YOUR GOAL:
Arrange the records below as a two-column CSV with the header columns "request" and "answer", one row per record. Enclose each field in double quotes and replace every line break inside a field with a space.

DATA TO PROCESS:

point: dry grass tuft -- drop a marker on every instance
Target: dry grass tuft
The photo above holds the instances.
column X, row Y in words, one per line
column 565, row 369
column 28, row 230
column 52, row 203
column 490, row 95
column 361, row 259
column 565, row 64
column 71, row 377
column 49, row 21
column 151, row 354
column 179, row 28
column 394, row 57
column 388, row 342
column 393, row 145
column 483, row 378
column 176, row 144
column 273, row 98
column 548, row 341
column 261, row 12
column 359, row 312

EXERCISE OUTPUT:
request,answer
"point: dry grass tuft -- drop a marker on every instance Target: dry grass tuft The photo above holds the instances. column X, row Y in words, one per line","column 565, row 369 column 28, row 230 column 52, row 203 column 490, row 95 column 361, row 259 column 565, row 64 column 71, row 377 column 49, row 21 column 151, row 354 column 179, row 28 column 394, row 57 column 388, row 342 column 393, row 145 column 483, row 378 column 176, row 144 column 273, row 98 column 548, row 341 column 261, row 12 column 359, row 312"